■ **Assigned task**
Write out, word for word, the first line of the data below and every line after it through the one containing "point(211, 189)".

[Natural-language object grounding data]

..............................

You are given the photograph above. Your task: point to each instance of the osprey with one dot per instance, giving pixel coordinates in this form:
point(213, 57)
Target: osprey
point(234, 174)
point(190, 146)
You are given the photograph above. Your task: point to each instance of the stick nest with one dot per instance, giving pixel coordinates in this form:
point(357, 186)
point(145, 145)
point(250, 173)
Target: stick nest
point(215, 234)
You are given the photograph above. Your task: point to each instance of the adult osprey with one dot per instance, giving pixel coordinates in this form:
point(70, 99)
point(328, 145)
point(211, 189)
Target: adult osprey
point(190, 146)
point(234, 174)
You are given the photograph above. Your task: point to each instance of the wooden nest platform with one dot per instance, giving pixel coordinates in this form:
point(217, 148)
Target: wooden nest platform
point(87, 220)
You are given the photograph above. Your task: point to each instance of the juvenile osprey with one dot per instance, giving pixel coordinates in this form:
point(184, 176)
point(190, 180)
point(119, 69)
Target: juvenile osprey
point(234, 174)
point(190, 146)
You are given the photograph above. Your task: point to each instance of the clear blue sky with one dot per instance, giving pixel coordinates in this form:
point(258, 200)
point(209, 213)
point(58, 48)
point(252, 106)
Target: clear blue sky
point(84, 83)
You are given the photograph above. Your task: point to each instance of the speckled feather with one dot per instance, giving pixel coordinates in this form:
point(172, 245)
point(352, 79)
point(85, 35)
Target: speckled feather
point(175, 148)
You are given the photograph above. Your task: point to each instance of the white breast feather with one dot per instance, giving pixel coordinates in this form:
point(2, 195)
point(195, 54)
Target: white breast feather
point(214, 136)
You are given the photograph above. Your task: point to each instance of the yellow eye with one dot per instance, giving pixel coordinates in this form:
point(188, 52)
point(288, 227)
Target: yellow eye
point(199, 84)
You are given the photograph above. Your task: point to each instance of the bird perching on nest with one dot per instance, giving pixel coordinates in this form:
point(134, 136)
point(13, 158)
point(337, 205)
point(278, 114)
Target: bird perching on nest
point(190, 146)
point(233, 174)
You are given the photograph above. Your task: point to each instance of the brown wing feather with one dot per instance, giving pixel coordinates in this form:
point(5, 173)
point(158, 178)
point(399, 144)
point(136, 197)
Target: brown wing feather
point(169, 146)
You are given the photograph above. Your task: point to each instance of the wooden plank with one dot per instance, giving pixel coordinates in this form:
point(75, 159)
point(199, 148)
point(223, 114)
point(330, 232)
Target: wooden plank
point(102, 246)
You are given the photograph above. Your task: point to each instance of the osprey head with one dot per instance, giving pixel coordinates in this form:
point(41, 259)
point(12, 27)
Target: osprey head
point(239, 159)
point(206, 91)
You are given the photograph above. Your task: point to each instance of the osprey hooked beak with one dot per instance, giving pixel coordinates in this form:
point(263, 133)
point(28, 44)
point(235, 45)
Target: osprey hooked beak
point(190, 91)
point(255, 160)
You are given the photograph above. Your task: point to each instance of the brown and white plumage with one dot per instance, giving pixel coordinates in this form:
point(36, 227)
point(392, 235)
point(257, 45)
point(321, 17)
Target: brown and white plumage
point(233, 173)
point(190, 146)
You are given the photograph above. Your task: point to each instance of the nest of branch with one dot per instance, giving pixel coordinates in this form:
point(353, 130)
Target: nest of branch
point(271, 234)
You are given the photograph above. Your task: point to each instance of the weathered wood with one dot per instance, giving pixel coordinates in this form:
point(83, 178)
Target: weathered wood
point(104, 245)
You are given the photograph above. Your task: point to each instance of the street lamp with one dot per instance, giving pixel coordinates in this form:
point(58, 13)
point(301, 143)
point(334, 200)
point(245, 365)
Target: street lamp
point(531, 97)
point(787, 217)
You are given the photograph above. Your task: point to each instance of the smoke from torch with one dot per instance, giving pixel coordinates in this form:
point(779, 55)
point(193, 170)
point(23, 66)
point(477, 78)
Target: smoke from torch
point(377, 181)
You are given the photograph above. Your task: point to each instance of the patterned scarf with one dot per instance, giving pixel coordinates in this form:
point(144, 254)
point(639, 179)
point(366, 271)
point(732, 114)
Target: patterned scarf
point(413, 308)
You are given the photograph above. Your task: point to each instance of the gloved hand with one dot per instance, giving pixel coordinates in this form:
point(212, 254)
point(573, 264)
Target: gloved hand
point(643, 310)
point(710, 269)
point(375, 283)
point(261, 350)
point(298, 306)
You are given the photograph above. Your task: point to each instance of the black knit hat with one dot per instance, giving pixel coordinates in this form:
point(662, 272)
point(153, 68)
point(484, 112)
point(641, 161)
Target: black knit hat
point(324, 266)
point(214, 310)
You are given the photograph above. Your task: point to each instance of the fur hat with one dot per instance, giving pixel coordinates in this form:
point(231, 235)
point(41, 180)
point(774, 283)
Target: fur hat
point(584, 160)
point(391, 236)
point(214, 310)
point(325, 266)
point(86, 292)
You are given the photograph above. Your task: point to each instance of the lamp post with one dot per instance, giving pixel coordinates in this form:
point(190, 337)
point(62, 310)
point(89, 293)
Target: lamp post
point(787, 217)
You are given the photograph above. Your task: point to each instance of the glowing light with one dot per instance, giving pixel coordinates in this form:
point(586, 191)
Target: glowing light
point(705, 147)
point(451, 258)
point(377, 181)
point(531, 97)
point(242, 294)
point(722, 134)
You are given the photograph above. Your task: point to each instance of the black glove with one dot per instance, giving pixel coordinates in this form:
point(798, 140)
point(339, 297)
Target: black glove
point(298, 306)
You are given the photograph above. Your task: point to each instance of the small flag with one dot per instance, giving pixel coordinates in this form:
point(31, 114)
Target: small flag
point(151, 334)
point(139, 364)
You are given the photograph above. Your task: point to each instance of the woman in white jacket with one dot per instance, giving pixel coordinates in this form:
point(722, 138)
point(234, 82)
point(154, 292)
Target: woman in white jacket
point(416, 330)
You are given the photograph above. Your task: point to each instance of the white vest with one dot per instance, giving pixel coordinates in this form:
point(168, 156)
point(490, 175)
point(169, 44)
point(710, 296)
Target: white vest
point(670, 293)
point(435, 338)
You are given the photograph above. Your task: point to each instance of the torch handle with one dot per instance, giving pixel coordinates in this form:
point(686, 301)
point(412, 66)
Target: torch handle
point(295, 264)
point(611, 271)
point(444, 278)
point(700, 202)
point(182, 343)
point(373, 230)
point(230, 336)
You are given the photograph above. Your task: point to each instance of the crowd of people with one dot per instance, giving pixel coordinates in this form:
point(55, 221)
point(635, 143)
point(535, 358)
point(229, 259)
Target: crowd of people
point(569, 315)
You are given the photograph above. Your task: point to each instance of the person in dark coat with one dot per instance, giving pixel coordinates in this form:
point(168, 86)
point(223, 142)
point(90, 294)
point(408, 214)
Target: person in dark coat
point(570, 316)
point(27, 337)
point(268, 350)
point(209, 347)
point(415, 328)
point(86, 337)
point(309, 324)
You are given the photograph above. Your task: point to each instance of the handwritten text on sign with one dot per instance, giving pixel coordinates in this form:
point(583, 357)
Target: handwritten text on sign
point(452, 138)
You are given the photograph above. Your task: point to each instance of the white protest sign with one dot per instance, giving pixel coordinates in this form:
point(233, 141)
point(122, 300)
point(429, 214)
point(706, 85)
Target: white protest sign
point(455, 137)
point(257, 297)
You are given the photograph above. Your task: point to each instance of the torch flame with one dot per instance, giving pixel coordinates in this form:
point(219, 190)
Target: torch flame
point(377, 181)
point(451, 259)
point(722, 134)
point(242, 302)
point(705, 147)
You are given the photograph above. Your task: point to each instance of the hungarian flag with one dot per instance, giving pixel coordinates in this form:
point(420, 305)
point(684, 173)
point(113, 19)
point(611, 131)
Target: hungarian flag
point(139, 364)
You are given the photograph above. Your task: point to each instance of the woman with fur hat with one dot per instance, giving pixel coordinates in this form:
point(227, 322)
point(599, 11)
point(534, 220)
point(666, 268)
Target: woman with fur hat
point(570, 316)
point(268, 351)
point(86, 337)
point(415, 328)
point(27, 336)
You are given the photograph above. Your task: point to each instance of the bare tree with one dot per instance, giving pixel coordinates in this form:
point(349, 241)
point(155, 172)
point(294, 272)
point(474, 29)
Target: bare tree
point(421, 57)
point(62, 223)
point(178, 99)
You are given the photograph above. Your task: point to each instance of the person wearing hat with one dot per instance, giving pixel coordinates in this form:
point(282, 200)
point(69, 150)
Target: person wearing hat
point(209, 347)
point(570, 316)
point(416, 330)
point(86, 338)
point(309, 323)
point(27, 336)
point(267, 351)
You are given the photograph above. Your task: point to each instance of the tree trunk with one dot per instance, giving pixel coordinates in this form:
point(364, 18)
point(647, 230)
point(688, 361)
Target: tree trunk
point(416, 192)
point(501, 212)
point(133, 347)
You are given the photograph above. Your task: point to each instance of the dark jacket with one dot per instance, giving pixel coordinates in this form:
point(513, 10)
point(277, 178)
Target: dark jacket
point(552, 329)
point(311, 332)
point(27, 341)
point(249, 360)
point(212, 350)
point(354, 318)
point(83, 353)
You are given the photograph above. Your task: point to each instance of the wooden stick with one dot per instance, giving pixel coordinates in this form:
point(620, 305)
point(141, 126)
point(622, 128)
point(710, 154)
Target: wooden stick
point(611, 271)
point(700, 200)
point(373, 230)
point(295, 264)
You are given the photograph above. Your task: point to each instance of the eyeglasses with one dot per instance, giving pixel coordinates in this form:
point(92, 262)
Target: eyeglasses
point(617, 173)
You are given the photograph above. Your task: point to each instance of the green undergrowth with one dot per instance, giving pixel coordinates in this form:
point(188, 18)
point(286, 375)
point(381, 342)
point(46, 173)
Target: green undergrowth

..............................

■ **Response to the task**
You are given the photograph above. Your task: point to each instance of the osprey with one dot per instance, giving pixel coordinates in this form:
point(213, 57)
Target: osprey
point(234, 174)
point(190, 146)
You are given the photograph above. Your task: point to each instance of the stick nest with one dot per instance, giving pixel coordinates in this form:
point(357, 186)
point(145, 145)
point(250, 173)
Target: stick nest
point(215, 234)
You are given the photograph above. Your task: point to each instance of the adult osprey with one dot per instance, giving pixel coordinates in this form:
point(70, 99)
point(328, 145)
point(211, 189)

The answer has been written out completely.